**SOURCE DOCUMENT:**
For example, in her genetic studies of gender incongruence, Ariel Knafo, and her colleagues found an inheritance correlation of only 0.21 in boys and a much larger rate of 0.74 in girls (where zero shows no correlation, while 1 defines complete genetic determination) no definitive link could be made. [107] While Knafo’s research may indicate a more significant genetic influence in females than males, genetic inheritance is still far from determining a person’s gender incongruence. [108] Even though research into the social factors contributing to gender incongruence is still in its infancy, [109] genetics could play a role in the following way. What twins may actually have genetically in common (especially females), whether identical or fraternal, is sharing the same family perpetrator. Theoretically, identical female twins should show an even higher correlation since they would look virtually alike, where both appeal to the same abuser, thereby becoming interchangeable victims. Even though most studies investigating gender incongruence have searched for root genetic causes, less focus has been given to family dynamics. [110] Perhaps it is time to ask different research questions.

 

Due to the variety of chronic and acute traumas that can happen to children to cause gender incongruence (as seen in case histories, research, and anecdotally), the thing they all seem to have in common can be summed up with the phrase “an inability to report” or in some cases have their report taken seriously. Of course, the only way to rectify the inability to report about oneself is to open up and talk about trauma, which just happens to be a psychotherapy specialty. But unfortunately, medical interventions only forestall these crucial discussions, thus enabling people to skirt their trauma and squirt away from counseling, thus establishing the potential for a generational problem and family legacy.

A Generational Problem and Family Legacy

Keeping these issues hidden can produce a generational problem as sexually abused women beget sexually abused daughters. How could that be so? The answer has to do with the combination of a woman’s biology and her psychological values. Like what happened to April, adding together her limbic brain’s conclusion, her endocrinology, and her injury from incest changed her native values system. For example, the estrogen April’s body produced gave her a much less intense libido as a female than the high-octane libido males get from testosterone. In addition, having been forced or coerced to be sexual at times when her libido was not in agreement with having to be intimate caused her appetite for physical intimacy to be altered. Consequently, the value she placed on lovemaking diminished. Sometimes, however, the opposite can happen when a person’s sexual prowess gets connected to self-worth.

 

When that happens, the encouragement and praise they receive from their stellar performances make them want to seek it more. In such cases, the limbic brain wants to recapture an intimate relationship not to enjoy physical intimacy but to gain the thrill of thrilling someone (especially a father) once again. At times when people who have associated self-worth with sex find their worth challenged (making them get mentally down on themselves), they may then be prompted to engage in risky hookups to find worth again. As that occurs, mentally detached sex can become overvalued. As for April, lovemaking became undervalued because that type of intimacy was associated with injury. Her new less-than-positive view toward lovemaking made it difficult for her, which meant that her husband Scott received far less than his appetite wanted — scenarios such as these press husbands like Scott to find alternative outlets for their sexuality. [111] As you recall Clint’s story, an appropriate outlet for his libido had also been of great concern. These all point us to another major consideration regarding the formation of values.

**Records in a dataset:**
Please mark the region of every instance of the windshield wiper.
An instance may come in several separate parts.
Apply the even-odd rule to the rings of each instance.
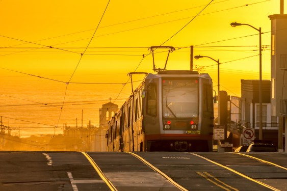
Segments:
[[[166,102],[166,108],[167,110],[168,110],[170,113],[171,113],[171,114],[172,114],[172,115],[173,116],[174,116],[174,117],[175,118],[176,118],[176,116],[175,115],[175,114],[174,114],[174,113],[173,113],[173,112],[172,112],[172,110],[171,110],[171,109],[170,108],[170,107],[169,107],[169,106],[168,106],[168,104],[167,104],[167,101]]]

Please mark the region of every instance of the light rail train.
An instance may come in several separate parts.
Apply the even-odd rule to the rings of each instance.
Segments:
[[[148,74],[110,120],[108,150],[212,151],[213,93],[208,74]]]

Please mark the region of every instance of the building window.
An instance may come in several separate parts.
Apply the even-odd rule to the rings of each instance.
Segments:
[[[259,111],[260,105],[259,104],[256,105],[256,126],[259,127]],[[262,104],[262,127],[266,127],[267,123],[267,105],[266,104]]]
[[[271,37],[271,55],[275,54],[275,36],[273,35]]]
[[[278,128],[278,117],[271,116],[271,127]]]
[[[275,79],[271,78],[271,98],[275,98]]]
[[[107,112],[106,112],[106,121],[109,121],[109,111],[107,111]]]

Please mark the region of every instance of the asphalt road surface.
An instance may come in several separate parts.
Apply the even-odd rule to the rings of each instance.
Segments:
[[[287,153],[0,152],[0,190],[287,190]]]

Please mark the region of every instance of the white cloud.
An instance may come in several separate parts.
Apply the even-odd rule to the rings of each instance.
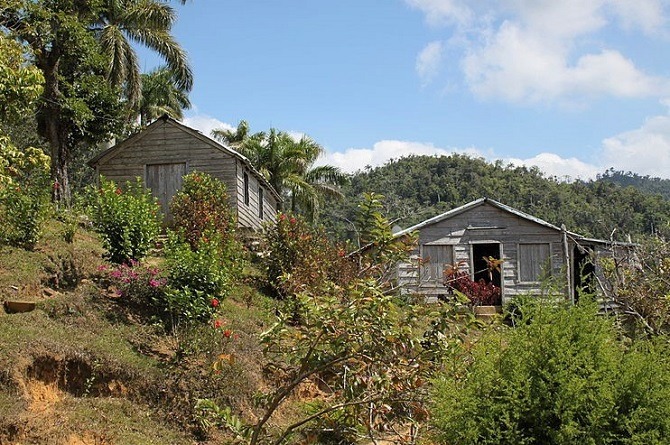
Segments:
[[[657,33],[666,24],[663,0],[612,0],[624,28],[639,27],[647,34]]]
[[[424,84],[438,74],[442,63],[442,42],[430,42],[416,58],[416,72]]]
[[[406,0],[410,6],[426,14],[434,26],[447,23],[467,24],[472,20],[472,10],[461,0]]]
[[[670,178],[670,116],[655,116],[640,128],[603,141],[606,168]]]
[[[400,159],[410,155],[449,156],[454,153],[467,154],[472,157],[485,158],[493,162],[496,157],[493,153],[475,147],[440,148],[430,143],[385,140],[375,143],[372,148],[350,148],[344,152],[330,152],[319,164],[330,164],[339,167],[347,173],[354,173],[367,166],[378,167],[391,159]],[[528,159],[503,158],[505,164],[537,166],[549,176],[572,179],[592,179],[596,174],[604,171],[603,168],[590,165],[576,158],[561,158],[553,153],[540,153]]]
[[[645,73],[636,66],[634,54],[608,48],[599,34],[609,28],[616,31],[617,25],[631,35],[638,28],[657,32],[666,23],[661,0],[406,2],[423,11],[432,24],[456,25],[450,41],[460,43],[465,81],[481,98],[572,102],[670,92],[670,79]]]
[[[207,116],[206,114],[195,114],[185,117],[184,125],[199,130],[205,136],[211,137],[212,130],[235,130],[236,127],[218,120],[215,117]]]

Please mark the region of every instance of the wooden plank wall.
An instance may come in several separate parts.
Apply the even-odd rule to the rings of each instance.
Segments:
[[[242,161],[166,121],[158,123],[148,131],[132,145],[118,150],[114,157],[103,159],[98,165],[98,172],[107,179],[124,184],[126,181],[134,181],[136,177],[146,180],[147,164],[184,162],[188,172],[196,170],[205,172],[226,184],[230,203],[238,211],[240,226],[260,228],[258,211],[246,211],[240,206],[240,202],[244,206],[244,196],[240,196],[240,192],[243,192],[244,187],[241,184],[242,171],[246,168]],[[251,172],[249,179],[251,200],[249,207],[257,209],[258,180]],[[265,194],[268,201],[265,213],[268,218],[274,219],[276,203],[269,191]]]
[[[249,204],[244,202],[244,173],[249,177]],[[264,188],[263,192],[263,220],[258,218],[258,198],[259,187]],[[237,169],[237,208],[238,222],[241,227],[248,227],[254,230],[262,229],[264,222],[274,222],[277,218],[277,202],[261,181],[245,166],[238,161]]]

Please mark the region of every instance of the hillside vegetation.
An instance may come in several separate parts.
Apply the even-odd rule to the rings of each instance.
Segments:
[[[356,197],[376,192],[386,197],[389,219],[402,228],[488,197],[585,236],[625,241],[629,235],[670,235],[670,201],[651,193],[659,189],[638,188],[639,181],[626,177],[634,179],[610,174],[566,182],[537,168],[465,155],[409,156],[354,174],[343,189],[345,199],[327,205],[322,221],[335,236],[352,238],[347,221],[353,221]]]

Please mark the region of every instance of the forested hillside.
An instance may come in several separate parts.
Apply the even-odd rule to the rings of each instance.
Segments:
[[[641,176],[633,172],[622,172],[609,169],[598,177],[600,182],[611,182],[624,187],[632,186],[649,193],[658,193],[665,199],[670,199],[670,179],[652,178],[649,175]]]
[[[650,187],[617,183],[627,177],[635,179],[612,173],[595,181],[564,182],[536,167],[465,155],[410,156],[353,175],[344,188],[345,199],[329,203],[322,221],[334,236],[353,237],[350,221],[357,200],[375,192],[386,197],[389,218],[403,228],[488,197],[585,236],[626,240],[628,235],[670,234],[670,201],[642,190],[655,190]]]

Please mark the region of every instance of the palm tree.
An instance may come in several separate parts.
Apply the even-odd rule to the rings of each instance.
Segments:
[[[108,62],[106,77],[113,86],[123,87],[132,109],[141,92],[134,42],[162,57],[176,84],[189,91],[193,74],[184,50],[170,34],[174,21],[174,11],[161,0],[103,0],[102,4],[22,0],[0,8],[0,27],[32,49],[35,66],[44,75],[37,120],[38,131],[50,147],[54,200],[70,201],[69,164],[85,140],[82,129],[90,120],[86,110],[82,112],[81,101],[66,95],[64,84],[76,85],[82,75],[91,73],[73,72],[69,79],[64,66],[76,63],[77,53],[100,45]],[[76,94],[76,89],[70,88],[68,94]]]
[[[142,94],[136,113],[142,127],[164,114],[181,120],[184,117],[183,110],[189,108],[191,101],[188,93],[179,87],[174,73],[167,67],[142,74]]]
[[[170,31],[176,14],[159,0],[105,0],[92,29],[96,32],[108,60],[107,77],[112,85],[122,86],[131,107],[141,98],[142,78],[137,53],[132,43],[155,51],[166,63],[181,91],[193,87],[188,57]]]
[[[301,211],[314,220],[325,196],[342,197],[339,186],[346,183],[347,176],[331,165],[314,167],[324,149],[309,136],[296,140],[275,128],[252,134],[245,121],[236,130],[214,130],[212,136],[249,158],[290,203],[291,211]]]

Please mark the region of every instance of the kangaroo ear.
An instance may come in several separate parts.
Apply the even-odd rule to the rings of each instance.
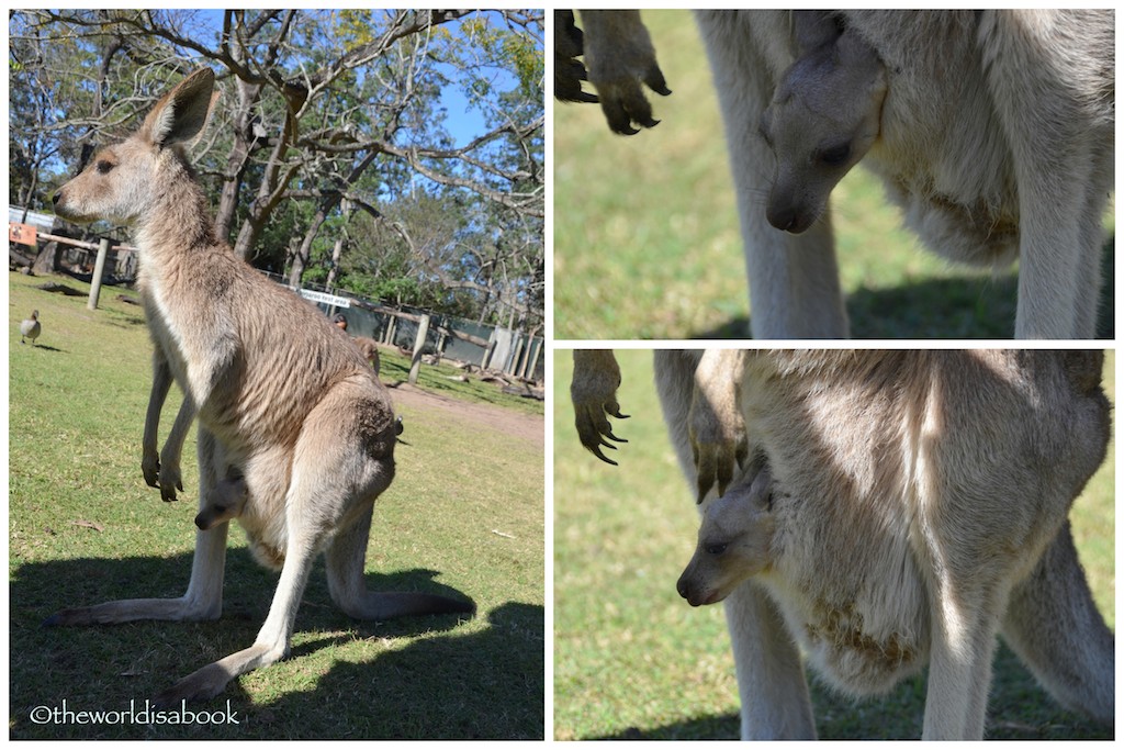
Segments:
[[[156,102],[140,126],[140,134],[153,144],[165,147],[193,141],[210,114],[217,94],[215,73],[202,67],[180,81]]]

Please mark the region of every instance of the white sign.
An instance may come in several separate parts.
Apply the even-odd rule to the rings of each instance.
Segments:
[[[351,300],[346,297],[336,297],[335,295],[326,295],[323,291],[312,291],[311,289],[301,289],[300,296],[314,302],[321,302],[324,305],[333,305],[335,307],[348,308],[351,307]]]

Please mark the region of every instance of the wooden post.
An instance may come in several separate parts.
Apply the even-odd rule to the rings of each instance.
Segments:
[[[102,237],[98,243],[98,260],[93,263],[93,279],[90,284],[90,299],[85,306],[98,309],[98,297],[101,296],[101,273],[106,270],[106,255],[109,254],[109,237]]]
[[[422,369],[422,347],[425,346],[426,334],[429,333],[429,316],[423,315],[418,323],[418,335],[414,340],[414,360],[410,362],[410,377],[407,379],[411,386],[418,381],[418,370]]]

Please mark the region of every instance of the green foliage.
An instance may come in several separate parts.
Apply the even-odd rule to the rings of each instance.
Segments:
...
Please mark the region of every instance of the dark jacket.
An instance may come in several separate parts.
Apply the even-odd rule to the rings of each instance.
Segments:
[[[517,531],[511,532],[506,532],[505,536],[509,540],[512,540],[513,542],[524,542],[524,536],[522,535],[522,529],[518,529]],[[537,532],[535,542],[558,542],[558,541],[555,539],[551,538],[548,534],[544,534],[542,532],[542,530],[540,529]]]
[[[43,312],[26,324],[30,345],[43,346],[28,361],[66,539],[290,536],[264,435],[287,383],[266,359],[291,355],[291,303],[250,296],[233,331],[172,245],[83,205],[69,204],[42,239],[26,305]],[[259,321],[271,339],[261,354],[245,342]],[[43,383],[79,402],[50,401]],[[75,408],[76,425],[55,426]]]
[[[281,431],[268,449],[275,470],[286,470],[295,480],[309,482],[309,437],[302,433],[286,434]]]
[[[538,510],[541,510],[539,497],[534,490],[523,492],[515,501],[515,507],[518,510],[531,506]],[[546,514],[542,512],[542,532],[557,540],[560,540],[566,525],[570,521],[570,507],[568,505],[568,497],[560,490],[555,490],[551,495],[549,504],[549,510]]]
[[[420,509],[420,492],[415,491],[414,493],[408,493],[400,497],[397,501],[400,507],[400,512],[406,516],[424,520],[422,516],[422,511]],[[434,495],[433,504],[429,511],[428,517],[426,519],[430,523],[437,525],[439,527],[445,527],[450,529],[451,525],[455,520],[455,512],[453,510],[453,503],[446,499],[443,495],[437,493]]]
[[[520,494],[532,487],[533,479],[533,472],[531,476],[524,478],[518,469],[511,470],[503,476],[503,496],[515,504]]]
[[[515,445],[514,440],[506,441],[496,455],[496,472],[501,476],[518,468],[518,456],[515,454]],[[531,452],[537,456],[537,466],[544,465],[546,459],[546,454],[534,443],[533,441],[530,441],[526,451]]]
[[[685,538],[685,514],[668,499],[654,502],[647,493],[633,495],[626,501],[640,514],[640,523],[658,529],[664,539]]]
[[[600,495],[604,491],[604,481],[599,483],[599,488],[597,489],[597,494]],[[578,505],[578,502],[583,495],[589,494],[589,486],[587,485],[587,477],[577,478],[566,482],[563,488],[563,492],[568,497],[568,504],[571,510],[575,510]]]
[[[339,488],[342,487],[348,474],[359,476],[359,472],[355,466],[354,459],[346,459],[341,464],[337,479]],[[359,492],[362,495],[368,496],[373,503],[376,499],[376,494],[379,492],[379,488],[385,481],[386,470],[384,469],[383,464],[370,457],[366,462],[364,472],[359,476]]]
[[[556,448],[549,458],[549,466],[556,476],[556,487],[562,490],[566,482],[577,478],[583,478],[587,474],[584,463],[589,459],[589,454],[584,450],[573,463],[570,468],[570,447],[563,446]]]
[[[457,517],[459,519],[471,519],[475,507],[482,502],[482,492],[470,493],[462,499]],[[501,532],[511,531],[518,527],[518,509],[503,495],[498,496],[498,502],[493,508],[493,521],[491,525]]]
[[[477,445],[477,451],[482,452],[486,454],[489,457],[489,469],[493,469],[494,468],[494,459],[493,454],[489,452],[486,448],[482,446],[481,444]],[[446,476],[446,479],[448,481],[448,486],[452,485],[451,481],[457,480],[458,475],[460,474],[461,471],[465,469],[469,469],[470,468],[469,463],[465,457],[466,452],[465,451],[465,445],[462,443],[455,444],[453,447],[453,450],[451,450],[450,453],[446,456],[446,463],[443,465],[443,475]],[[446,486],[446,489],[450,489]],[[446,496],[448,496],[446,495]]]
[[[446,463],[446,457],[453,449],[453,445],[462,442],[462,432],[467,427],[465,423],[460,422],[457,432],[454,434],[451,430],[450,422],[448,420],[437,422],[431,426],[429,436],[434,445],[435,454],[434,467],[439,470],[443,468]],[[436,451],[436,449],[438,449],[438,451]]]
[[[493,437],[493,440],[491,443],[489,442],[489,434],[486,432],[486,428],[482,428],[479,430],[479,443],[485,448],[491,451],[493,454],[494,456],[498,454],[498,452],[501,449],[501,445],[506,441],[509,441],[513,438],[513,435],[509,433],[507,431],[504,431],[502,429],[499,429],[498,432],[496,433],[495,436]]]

**ACTIVITY:**
Answer these questions from the gender incongruence text.
1. What inheritance correlation did Knafo and her colleagues find in girls?
2. What phrase does the gender incongruence text use to sum up what the traumas seem to have in common?
3. What is the name of April's husband?

**EXERCISE RESPONSE:**
1. 0.74
2. "an inability to report"
3. Scott